_Exercise set_.
1) Update the forum post about a goat bleating at night: rewrite the stretch from "Yesterday we took" through "through the rest).", replacing "blackberries" with "raspberries".
2) According to the forum post about a goat crying out at night, how long did Laurel's bleating last on the first night?

_Extract provided_.
--------------------------------

# Crying out at night?



## FarmerJen (Oct 18, 2012)

So... new dilemma. LOL Laurel, my 6yo doe has a FUN new habit.  Night before last, I was woken up at 11pm by her bleating (that's what it's called, right? The noise they make?). I got them in July and so far, after milking in the evening, they've been quiet as can be. They've gone through a heat or two these past couple months... and never gotten overly noisy - especially at night. But night before last, it started at 11pm and continued until at least 3am!!! I had gone out with a lil extra hay at 11pm (not wanting to encourage it, but figuring maybe I'd underfed earlier in the day). I searched for critters, etc in the yard and found nothing. They didn't seem scared. Laurel did seem quite interested in the back gate, and her bleating was directed mostly toward that area - but not like she was afraid... more like she wanted to go out there. 

Yesterday we took them for a walk to eat blackberries. She wanted almost nothing to do with it. Instead she was intent on going "into town" - in the same direction as her bleating was aimed the previous night. 

Last night she was at it again. Around 11pm it woke me up, but luckily it only continued a short while (unless I just fell asleep and slept through the rest).

--------------------------------

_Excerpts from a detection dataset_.
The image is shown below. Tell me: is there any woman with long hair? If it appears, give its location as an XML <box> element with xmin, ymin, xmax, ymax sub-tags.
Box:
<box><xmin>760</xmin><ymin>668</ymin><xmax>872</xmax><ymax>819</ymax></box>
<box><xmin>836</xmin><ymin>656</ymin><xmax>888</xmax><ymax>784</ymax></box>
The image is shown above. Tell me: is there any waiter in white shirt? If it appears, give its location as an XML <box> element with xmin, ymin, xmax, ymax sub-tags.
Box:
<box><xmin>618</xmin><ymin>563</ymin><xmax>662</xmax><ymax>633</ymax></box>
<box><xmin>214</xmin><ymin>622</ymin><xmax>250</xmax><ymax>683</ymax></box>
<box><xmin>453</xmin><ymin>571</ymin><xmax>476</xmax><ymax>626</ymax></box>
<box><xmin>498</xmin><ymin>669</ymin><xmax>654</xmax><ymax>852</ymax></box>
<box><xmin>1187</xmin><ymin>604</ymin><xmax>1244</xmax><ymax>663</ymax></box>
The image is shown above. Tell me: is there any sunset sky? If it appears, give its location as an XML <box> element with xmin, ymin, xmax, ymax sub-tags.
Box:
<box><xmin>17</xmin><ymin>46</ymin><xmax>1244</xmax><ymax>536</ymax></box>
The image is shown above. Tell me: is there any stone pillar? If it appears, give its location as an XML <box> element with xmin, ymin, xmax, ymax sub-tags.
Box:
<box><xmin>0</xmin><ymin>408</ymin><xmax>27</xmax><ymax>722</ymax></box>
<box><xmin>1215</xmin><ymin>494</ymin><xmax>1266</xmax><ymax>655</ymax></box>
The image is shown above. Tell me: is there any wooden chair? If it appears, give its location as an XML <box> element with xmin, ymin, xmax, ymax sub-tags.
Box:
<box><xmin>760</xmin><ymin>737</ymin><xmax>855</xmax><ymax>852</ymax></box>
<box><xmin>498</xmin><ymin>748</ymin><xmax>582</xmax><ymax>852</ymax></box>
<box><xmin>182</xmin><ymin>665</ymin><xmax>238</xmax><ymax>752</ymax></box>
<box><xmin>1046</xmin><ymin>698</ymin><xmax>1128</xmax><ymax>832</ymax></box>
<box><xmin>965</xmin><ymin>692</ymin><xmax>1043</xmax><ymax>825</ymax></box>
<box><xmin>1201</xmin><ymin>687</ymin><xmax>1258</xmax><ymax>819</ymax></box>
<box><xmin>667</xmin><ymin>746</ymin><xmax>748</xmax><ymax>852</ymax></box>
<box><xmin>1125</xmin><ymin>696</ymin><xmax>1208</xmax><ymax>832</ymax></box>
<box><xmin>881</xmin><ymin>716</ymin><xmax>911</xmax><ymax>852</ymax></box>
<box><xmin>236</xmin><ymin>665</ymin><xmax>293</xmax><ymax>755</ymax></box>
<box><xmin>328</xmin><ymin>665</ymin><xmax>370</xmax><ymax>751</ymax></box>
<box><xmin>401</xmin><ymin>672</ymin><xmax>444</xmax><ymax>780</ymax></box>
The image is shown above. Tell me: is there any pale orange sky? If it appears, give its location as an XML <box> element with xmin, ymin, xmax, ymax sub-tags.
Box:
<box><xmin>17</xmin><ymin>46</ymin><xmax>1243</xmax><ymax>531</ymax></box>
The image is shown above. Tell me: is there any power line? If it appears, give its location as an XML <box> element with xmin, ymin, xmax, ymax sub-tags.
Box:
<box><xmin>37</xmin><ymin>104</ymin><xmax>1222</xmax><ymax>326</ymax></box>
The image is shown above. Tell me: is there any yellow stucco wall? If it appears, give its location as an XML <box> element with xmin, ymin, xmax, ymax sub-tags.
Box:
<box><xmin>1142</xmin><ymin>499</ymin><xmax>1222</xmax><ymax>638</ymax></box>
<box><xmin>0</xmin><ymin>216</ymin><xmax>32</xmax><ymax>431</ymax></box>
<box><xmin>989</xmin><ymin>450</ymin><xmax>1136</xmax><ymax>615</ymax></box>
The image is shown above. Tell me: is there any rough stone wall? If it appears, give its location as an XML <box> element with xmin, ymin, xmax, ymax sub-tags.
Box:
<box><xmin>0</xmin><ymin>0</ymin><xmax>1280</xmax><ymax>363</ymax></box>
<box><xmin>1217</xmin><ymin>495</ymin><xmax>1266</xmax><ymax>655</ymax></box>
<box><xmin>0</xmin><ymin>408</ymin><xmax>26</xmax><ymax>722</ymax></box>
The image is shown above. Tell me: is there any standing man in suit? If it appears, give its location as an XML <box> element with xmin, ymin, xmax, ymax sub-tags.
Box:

--------------------------------

_Responses by task_.
1)
Yesterday we took them for a walk to eat raspberries. She wanted almost nothing to do with it. Instead she was intent on going "into town" - in the same direction as her bleating was aimed the previous night. 

Last night she was at it again. Around 11pm it woke me up, but luckily it only continued a short while (unless I just fell asleep and slept through the rest).

2) It started at 11pm and continued until at least 3am.